++++ Excerpt provided
It said the submission of senior advocate Rebecca John, representing Imam, that the filing of the application by the prosecution on the 88th day of the arrest is clearly malafide only to deny the statutory bail to the petitioner, is also not convincing.

“This I say so because the addition of Section 13 of UAPA to the offences has not been contested. The UAPA provides for an extension of the period of investigation for a further period of 90 days, that is, totalling 180 days,” the judge said.

The high court noted the submission of Additional Solicitor General Aman Lekhi, representing the police, that the intent of the investigating authority is to complete the investigation in the original time period.

It is only when the period prescribed for completing the investigation is expiring that an application for extension of the period of investigation would lie and further moving the application/report much in advance would be clearly premature and the court could comment that sufficient period is still available for completing the investigation and may reject the same.

It is only when despite efforts, an investigation could not be completed in time, that the investigating authority approached the court for an extension. In any case, there is no bar in law for moving the application on the 88th day, are appealing, the high court noted as Lekhi’s submissions.

Regarding Imam’s submission that no formal notice was given to him or his lawyer by the trial court informing them about the police’s application, the high court said written notice giving reasons is not the requirement of law.
++++++++
++++ Data
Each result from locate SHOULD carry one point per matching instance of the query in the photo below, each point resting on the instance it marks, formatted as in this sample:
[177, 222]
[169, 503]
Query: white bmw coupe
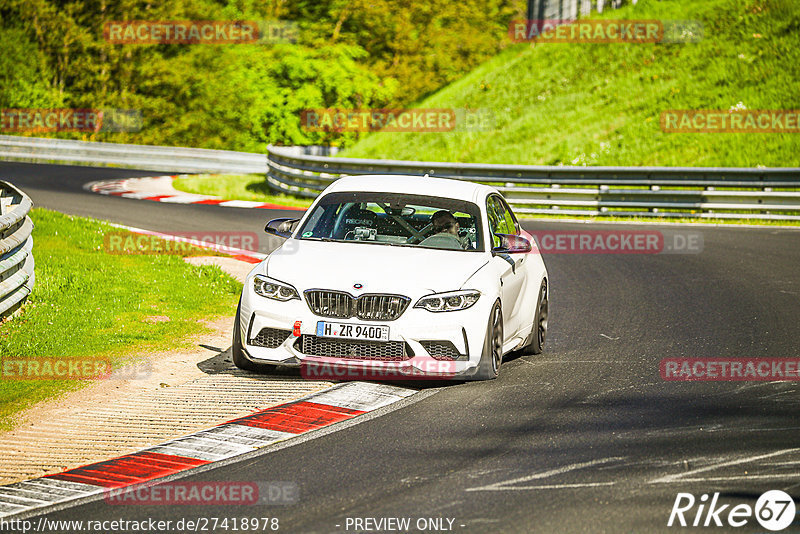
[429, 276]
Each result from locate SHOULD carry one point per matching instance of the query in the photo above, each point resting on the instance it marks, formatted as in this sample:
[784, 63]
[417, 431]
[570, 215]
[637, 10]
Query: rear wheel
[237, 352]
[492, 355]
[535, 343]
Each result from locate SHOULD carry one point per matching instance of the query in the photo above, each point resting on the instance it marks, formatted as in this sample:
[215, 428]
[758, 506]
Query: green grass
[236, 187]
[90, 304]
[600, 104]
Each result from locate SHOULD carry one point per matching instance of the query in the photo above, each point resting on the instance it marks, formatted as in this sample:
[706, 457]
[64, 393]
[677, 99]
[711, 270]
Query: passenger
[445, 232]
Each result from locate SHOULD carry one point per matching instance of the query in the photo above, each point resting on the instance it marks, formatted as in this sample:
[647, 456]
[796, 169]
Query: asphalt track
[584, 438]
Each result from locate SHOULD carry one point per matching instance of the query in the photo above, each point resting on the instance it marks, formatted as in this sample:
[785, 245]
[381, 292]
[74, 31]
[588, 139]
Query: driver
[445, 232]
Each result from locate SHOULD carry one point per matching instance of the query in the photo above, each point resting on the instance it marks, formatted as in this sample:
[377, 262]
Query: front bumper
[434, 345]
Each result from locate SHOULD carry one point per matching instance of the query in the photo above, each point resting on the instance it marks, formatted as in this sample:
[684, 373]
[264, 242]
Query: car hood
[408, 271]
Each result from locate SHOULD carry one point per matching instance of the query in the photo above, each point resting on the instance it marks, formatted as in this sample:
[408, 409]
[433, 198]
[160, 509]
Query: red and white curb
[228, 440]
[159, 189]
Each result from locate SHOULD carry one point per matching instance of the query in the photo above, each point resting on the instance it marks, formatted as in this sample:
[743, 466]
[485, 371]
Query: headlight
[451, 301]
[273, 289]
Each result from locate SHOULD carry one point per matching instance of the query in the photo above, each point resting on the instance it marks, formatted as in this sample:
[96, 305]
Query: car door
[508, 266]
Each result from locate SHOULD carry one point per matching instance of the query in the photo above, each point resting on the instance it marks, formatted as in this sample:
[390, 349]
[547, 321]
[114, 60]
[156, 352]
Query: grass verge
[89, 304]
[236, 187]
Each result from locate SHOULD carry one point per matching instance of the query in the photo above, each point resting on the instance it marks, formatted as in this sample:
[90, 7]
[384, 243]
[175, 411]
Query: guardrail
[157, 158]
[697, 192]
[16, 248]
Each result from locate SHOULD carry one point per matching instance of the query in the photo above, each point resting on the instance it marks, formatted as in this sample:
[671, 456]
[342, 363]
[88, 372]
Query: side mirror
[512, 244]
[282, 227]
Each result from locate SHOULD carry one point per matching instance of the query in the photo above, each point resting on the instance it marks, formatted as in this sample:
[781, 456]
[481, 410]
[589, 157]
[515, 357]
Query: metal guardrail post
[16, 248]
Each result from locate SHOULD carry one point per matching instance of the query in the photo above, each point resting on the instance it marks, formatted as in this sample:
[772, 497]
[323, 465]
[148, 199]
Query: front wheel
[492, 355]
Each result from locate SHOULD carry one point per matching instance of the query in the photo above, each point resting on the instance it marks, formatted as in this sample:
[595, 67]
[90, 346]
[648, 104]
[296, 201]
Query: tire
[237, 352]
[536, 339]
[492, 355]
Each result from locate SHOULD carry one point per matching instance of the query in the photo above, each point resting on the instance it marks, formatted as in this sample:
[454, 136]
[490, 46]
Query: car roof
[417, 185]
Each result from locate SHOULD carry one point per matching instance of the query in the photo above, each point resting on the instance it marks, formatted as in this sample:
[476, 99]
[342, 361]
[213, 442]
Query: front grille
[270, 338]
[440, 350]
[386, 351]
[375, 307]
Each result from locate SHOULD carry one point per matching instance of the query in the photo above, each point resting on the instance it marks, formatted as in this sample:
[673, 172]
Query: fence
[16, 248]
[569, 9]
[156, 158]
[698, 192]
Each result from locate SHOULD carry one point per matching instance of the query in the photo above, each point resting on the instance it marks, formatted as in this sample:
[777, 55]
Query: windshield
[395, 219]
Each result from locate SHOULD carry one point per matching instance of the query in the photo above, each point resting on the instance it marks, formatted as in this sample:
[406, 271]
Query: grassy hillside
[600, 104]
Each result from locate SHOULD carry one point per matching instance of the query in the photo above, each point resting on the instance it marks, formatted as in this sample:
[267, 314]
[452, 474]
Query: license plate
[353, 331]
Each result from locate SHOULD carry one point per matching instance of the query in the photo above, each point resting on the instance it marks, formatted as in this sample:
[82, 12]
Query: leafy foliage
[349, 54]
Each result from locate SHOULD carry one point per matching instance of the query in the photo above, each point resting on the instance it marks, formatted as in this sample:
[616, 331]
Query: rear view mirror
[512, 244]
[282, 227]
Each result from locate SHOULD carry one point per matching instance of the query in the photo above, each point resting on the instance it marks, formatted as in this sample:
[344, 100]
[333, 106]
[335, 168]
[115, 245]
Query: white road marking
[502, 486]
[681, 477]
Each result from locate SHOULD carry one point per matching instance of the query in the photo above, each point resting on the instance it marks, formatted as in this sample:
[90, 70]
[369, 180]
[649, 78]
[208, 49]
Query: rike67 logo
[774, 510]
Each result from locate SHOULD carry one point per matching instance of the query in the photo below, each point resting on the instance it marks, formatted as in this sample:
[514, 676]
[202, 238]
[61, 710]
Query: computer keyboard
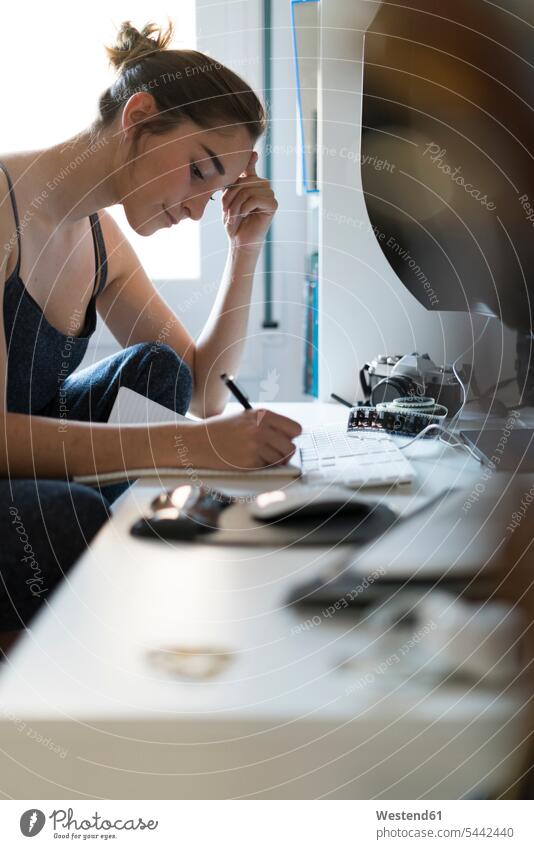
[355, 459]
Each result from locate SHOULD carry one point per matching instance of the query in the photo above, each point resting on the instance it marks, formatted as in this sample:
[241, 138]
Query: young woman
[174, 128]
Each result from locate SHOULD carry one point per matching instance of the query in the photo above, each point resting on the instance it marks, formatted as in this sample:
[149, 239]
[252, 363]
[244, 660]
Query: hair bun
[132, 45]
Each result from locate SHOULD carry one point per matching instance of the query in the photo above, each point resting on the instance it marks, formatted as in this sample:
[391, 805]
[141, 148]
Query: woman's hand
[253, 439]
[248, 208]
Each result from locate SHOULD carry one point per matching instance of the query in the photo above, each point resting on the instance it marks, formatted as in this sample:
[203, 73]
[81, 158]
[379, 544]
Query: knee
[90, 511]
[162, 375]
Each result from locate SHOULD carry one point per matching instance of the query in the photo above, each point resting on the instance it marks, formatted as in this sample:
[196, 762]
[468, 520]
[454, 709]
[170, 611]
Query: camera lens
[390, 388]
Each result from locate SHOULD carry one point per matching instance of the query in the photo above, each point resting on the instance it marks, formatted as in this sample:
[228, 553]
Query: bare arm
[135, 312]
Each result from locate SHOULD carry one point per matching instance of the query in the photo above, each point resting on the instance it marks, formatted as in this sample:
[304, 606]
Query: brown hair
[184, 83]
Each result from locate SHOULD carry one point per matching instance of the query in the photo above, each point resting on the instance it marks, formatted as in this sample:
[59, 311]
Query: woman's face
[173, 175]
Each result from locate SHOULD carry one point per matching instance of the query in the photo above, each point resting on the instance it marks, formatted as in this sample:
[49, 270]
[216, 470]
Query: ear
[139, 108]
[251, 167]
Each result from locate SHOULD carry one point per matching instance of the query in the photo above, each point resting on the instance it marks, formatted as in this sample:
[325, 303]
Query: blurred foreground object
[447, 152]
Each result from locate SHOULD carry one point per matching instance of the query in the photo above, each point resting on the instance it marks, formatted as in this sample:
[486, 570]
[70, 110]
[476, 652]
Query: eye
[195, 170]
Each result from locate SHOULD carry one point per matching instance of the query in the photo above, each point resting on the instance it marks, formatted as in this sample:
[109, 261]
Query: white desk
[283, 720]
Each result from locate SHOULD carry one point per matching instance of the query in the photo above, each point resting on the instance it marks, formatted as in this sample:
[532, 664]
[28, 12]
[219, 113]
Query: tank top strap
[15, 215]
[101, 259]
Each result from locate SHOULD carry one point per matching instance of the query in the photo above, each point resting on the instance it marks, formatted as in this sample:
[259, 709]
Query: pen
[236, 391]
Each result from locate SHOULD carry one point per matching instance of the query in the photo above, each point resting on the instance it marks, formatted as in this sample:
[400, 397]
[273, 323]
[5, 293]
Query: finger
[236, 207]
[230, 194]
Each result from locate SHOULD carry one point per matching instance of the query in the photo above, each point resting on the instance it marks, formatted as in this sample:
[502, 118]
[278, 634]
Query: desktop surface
++++++++
In the excerpt on the high court bail ruling, how long a further extension of the investigation period does the UAPA allow? The items have no connection to the excerpt on the bail ruling and stand as separate material.

A further 90 days, for a total of 180 days.